<<<<

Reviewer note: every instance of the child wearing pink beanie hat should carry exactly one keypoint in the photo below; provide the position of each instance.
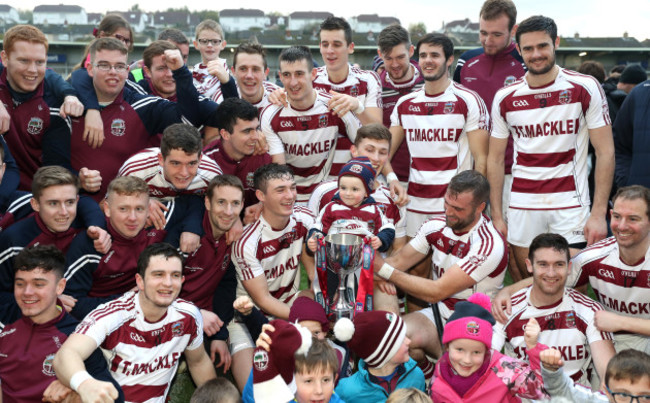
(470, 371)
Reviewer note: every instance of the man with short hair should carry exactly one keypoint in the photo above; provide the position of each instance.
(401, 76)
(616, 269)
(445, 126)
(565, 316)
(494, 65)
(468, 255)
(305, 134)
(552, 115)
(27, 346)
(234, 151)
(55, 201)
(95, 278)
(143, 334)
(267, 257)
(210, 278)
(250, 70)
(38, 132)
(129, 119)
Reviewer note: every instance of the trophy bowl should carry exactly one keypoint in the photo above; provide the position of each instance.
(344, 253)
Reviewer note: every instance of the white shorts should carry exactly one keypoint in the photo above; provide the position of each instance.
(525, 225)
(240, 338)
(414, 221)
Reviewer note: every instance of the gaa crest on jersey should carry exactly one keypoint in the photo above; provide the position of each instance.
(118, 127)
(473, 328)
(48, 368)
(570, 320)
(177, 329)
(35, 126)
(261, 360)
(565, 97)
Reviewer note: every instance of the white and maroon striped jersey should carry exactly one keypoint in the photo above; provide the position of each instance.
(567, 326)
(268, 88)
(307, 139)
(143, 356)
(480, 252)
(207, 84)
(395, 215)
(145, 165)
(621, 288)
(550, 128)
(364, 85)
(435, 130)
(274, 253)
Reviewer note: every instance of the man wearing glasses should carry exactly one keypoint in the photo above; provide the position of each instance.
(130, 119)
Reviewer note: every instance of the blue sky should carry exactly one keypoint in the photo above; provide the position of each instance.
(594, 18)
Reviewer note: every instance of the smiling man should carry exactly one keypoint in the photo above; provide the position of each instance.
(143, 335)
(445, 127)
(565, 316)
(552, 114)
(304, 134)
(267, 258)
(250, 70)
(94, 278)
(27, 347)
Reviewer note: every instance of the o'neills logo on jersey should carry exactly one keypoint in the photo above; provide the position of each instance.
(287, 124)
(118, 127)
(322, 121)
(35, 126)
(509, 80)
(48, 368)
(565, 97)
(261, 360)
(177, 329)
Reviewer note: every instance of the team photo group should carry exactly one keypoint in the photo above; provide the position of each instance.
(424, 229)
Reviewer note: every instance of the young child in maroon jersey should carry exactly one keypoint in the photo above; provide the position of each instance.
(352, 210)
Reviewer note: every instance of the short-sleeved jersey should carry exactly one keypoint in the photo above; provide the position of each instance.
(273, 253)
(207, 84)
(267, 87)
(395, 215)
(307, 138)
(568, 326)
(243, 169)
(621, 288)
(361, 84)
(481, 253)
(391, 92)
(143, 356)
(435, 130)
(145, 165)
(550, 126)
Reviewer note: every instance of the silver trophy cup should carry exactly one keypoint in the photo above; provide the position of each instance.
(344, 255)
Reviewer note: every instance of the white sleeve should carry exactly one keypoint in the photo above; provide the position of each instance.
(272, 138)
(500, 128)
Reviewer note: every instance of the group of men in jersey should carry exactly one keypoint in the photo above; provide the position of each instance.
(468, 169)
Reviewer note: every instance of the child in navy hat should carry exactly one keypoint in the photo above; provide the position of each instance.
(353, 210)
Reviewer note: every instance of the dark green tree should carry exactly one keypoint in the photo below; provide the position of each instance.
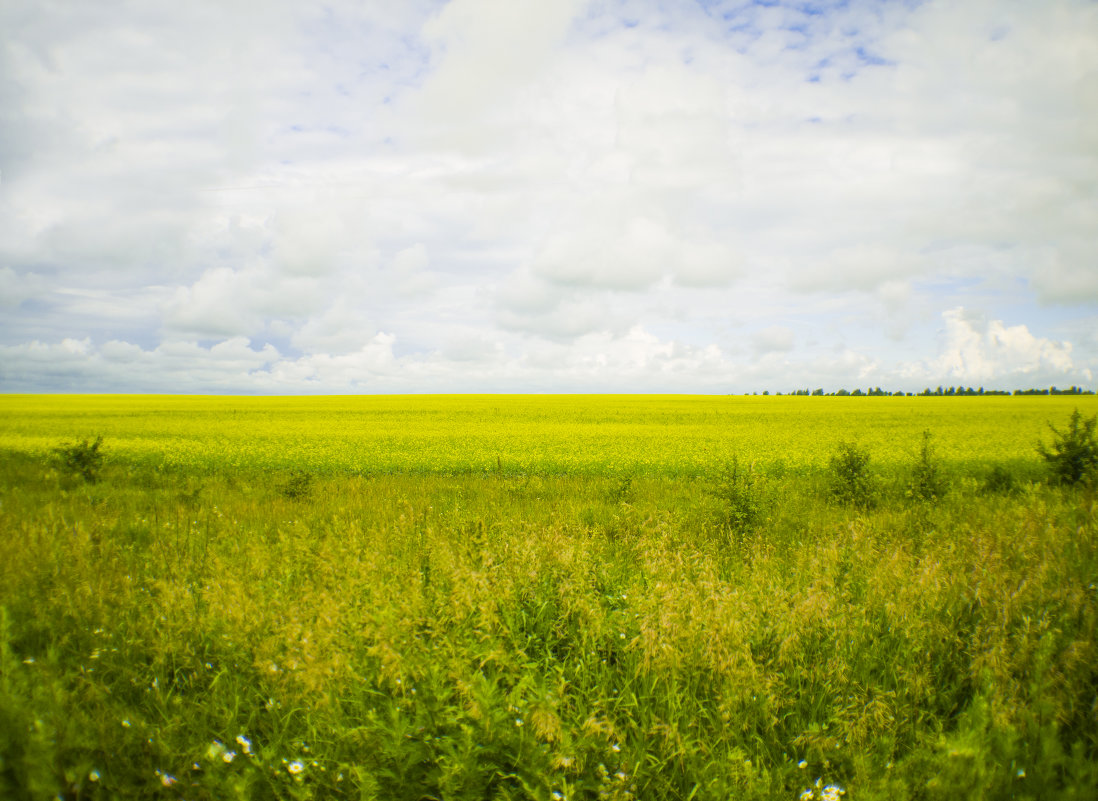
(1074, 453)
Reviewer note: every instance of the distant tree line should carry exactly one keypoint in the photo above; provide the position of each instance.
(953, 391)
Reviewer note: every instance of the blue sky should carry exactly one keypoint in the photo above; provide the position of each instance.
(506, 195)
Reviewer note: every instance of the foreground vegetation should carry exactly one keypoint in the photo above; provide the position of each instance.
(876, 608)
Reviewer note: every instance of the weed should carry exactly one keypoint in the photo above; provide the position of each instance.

>>>>

Repeat the listing word for word, but without its pictures.

Reviewer note: every instance of the child wearing pink beanie hat should carry exactly one keypoint in the photo below; provide the position of each instance.
(470, 371)
Reviewer note: every instance of the man with short hair should carry exactly one keypoint in the photo above; provide the position of each instance.
(401, 76)
(616, 269)
(445, 126)
(565, 316)
(494, 65)
(468, 255)
(305, 134)
(552, 115)
(27, 346)
(234, 151)
(55, 201)
(95, 278)
(143, 334)
(267, 257)
(210, 278)
(250, 70)
(38, 132)
(129, 119)
Reviewer note: every instance of the trophy bowl should carry exactly one keypoint in the photo above; provide the position of each instance.
(344, 253)
Reviewer note: every instance of the white shorts should carry exactly one keypoint in the photo above; provide the position of each instance.
(525, 225)
(240, 338)
(414, 221)
Reviewer note: every instance of the gaa crest on jersey should carry exactly one keypoint in the photo above; provide the position of each instance.
(118, 127)
(473, 328)
(48, 368)
(570, 320)
(177, 329)
(35, 126)
(261, 360)
(565, 97)
Reviewer note: every instance of the white and maroon striped jersey should carry exactly one keypoint in the photo above; provide the position of each instance.
(567, 326)
(268, 88)
(307, 139)
(143, 356)
(480, 252)
(207, 84)
(395, 215)
(145, 165)
(621, 288)
(550, 128)
(364, 85)
(435, 130)
(274, 253)
Reviewer note: every instance of the man wearing glasses should carry exactly one keypoint in the photo above; provide the position of each instance.
(130, 119)
Reviewer note: every instance of the blue sky should carry exactly one keypoint in the photo above; provide the position of each instance.
(594, 18)
Reviewer note: every instance of the smiling man should carry exactly one keypoint in the photo above; provide the position of each instance.
(143, 335)
(445, 127)
(565, 316)
(552, 114)
(304, 134)
(267, 258)
(250, 70)
(94, 278)
(27, 347)
Reviewer note: every instance of the o'neills logo on jersey should carry exactly one keypoint in the photo above; provide the position of each instance.
(287, 124)
(118, 127)
(322, 121)
(35, 126)
(509, 80)
(48, 368)
(565, 97)
(261, 360)
(177, 329)
Reviewer note: every instance of the team photo group should carry exactly one keypoint in the photo above; provide the position of each instance.
(424, 229)
Reviewer note: every instance of the young child in maroon jersey should carry exactly one keypoint in the photo above; provide the position of each instance.
(352, 210)
Reviewer note: every instance of the short-sleeved jersey should carry exactly one keypoint in the photo above; provide the position of each instance.
(273, 253)
(207, 84)
(267, 87)
(395, 215)
(307, 138)
(568, 326)
(243, 169)
(621, 288)
(361, 84)
(481, 253)
(391, 92)
(143, 356)
(435, 130)
(145, 165)
(550, 126)
Reviewer note: every instance of the silver trophy cup should carry exactly one keypoint in the photo above; provide the position of each instance.
(344, 255)
Reviewer note: every instance of the white sleeve should carry exactly one keypoint in the photo above; provide the position of each instance.
(272, 138)
(500, 128)
Reviewer note: every instance of the group of men in jersey should carry exactly one keypoint in the photo above; provide the position of each instance.
(468, 169)
Reviewer note: every instance of the child in navy hat should carry exactly one keypoint in the photo above; provide the position of each instance.
(353, 210)
Reviewer note: every instance of the dark green tree should carry exactly one keypoint in the photo below; provide the position of each instance.
(1074, 453)
Reviewer note: every instance of the distant tree line should carry exactly one keypoint in the photo above; provide the position of each instance.
(953, 391)
Reviewer note: every instance of the blue sky should carry exactly one keypoint in the photo above; provide the position of each instance.
(506, 195)
Reviewer note: every instance of the foreground vegetation should carry exactly one keypoint in the photo above; provide the position of each instance.
(876, 608)
Reviewer note: every instance of the weed should carry exactly one keypoint in the photo above; provide the position of each instance.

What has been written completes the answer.